▶ **What you need to do**:
In the records below, find the line with "pixel 205 77" and the line with "pixel 130 166"; return exactly those lines and every line between them.

== Given data

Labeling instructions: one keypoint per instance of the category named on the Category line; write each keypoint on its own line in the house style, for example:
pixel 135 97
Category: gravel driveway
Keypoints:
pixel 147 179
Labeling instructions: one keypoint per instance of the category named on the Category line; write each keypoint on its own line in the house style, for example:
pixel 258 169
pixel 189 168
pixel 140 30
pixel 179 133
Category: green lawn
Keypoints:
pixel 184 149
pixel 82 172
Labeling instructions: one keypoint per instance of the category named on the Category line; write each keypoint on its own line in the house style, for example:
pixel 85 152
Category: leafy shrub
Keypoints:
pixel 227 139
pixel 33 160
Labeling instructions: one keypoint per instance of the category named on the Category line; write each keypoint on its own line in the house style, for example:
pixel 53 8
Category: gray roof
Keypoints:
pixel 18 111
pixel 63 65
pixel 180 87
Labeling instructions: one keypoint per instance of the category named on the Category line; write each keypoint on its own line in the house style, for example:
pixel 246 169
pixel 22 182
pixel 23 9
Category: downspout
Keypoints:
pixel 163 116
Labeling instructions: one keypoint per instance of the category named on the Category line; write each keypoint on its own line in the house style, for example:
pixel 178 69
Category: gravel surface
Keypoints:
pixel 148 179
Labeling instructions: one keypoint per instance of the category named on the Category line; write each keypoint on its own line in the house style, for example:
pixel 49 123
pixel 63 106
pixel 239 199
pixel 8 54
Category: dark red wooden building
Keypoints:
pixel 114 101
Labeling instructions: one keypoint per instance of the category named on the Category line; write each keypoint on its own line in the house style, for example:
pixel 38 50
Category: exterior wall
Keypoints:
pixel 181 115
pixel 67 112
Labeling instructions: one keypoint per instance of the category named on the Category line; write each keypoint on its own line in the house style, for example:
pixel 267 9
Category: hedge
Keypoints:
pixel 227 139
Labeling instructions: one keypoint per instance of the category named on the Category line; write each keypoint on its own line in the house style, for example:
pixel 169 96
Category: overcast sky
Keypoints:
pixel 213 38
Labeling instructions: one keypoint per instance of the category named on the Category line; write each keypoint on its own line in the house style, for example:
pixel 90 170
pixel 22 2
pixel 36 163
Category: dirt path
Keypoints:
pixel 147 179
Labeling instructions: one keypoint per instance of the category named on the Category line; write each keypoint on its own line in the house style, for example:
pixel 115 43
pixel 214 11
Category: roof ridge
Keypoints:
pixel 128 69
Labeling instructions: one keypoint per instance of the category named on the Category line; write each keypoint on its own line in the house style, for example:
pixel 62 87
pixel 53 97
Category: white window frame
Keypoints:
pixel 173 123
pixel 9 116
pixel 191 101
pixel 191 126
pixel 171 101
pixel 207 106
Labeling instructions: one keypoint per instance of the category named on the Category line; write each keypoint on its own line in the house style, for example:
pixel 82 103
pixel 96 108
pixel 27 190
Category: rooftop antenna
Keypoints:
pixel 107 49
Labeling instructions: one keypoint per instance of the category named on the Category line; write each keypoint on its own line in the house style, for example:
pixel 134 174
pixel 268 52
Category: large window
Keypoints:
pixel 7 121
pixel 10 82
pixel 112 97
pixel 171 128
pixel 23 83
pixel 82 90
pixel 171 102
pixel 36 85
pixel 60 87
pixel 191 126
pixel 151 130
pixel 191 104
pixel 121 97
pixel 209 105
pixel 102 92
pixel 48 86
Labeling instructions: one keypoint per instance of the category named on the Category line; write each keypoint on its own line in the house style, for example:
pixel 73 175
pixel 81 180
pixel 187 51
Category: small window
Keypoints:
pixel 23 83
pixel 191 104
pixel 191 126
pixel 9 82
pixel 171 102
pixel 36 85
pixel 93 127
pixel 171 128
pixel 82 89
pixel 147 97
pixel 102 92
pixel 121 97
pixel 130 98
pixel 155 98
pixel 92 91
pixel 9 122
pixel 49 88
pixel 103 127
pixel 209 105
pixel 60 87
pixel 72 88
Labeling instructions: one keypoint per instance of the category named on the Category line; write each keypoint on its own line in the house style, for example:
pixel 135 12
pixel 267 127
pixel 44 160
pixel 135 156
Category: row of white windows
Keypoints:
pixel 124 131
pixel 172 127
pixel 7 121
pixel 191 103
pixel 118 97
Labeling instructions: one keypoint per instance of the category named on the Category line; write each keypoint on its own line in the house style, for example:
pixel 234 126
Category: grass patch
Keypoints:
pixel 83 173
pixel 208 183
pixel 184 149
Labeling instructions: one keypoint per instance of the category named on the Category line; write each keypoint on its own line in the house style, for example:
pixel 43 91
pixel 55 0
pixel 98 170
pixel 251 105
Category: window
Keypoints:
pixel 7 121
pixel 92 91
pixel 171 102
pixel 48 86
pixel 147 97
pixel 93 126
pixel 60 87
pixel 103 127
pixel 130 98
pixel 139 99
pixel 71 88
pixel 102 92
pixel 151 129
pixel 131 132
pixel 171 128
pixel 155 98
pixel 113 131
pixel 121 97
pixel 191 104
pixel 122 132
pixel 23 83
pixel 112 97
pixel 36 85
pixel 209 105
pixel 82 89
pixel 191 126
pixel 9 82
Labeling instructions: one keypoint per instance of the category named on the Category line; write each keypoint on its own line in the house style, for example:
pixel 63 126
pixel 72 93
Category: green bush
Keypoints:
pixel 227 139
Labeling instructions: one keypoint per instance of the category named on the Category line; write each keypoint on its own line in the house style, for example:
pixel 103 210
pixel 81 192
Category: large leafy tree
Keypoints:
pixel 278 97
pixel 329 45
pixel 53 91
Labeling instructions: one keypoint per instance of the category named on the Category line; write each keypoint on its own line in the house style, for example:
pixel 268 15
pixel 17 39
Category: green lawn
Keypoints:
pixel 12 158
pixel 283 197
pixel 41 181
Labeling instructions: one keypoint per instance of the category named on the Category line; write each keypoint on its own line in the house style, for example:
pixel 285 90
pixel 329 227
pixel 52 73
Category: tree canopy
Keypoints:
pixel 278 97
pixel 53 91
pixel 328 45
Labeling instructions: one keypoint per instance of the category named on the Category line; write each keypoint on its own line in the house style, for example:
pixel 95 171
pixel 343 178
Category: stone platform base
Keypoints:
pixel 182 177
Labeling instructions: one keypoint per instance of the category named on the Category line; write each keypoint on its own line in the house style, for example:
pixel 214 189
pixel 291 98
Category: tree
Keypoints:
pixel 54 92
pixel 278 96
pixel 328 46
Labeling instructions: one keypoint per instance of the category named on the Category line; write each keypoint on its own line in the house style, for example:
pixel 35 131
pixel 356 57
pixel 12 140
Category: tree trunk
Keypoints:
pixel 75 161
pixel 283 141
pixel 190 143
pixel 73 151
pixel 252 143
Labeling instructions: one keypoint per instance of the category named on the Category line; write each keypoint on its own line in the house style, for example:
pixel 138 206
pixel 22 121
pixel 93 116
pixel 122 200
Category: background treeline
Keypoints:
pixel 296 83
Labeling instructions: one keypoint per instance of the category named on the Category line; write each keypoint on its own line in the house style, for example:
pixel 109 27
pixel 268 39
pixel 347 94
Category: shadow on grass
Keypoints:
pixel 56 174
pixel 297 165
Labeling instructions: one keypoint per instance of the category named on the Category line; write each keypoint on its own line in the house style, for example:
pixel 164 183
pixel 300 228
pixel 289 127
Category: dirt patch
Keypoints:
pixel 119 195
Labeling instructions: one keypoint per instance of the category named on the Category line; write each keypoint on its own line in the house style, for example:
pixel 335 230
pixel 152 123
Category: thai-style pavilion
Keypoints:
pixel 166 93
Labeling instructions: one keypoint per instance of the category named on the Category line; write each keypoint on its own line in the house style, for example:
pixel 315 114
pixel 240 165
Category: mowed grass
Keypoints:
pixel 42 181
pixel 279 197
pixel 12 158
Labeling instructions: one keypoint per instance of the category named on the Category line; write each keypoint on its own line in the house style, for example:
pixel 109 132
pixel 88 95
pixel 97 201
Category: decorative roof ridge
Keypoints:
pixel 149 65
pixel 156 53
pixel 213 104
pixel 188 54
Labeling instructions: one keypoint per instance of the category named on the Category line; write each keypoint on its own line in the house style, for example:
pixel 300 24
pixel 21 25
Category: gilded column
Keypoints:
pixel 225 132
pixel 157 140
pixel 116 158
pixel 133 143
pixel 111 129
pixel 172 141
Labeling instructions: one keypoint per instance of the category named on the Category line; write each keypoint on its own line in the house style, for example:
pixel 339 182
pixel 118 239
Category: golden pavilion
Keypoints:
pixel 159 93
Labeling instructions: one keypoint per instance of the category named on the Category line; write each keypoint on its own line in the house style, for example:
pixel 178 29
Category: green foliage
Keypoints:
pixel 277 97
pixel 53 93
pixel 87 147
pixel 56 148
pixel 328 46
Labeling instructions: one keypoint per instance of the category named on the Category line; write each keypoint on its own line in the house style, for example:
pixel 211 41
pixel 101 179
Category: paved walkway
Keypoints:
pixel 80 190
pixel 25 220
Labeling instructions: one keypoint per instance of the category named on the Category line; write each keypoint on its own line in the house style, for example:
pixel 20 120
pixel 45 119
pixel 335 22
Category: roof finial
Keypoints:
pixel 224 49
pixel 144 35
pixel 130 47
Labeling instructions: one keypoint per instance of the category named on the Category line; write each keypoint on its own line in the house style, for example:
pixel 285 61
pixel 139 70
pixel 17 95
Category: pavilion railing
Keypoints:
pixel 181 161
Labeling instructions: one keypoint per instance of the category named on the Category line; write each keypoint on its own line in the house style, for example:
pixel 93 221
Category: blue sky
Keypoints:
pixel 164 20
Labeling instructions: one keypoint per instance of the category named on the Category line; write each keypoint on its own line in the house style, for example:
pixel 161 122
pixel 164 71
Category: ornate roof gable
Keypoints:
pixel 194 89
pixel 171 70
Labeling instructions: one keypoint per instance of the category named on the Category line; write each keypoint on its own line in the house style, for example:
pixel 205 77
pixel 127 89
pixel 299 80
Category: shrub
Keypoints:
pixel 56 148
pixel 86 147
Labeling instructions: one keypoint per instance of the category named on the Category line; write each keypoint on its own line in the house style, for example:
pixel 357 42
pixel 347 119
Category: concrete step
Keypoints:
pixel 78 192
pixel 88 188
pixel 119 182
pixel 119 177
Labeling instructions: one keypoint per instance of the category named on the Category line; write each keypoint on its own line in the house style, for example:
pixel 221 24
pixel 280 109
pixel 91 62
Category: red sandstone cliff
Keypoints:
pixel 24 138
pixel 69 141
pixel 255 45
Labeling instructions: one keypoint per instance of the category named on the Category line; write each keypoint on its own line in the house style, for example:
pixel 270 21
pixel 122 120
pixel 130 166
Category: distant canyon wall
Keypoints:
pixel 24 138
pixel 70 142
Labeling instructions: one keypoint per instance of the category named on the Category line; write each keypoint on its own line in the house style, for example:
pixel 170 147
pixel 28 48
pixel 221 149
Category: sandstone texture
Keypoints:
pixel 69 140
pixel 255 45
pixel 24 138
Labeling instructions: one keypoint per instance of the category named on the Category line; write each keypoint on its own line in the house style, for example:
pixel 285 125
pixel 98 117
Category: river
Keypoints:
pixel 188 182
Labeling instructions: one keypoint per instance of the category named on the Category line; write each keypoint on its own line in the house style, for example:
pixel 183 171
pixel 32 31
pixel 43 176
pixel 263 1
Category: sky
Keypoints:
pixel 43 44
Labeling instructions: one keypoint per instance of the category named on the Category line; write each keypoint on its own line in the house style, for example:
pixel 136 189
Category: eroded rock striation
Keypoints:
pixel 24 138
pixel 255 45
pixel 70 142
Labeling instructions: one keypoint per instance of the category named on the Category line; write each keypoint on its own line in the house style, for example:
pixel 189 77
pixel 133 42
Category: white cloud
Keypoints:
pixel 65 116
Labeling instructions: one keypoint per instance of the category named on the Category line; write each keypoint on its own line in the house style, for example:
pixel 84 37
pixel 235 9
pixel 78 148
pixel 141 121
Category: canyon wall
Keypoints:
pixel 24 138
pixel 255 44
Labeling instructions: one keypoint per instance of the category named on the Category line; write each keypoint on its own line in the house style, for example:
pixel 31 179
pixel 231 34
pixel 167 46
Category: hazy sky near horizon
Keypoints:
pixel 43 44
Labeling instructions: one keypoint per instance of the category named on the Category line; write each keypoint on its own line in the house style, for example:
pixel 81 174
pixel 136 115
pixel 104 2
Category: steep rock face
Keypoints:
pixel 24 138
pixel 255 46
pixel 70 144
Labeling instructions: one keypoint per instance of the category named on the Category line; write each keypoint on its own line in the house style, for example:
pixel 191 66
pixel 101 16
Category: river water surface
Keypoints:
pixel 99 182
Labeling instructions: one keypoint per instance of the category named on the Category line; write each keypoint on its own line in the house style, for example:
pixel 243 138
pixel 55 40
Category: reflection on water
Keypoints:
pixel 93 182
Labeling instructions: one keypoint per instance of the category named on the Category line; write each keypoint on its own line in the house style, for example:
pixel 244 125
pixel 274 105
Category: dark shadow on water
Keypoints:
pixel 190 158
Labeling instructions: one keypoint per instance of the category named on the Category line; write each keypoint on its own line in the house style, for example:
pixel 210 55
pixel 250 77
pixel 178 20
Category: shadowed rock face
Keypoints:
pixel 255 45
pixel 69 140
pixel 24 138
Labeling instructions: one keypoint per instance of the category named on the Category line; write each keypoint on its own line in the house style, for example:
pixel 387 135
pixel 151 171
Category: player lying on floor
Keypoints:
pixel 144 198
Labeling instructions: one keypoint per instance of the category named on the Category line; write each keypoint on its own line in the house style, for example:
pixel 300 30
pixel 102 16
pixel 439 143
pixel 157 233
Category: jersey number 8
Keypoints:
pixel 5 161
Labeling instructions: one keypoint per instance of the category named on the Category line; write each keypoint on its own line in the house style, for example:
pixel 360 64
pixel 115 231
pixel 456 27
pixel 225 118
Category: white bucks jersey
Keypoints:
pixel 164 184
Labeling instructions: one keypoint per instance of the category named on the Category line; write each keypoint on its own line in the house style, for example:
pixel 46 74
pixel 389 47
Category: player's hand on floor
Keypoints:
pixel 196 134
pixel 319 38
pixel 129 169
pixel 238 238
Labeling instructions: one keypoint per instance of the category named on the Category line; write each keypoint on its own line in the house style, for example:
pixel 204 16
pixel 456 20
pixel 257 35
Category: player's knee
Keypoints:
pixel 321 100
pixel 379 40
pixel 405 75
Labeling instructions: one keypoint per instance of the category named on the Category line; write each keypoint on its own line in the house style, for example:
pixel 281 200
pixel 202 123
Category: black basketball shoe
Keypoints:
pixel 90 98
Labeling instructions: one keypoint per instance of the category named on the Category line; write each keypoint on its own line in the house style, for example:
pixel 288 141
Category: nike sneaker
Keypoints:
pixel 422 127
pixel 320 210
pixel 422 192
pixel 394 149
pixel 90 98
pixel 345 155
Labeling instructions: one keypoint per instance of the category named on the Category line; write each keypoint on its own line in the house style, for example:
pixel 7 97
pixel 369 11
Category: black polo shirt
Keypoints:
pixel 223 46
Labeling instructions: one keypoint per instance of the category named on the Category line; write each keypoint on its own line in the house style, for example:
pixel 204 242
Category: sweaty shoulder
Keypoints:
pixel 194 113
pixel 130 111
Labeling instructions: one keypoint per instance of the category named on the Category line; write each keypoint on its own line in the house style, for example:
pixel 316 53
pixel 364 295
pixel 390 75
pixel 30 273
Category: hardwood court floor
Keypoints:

====

▶ **Solution to the problem**:
pixel 205 77
pixel 127 89
pixel 299 80
Category: shrub
Keypoints:
pixel 56 148
pixel 86 147
Labeling instructions: one keypoint per instance of the category named on the Category line; write each keypoint on its own line in the house style, for example:
pixel 357 42
pixel 347 119
Category: concrete step
Keypoints:
pixel 78 192
pixel 88 188
pixel 119 182
pixel 119 177
Labeling instructions: one keypoint per instance of the category named on the Category line; write each keypoint on its own line in the house style, for example:
pixel 221 24
pixel 280 109
pixel 91 62
Category: red sandstone cliff
Keypoints:
pixel 24 138
pixel 69 141
pixel 255 45
Labeling instructions: one keypoint per instance of the category named on the Category line; write each keypoint on its own line in the house style, for example:
pixel 270 21
pixel 122 120
pixel 130 166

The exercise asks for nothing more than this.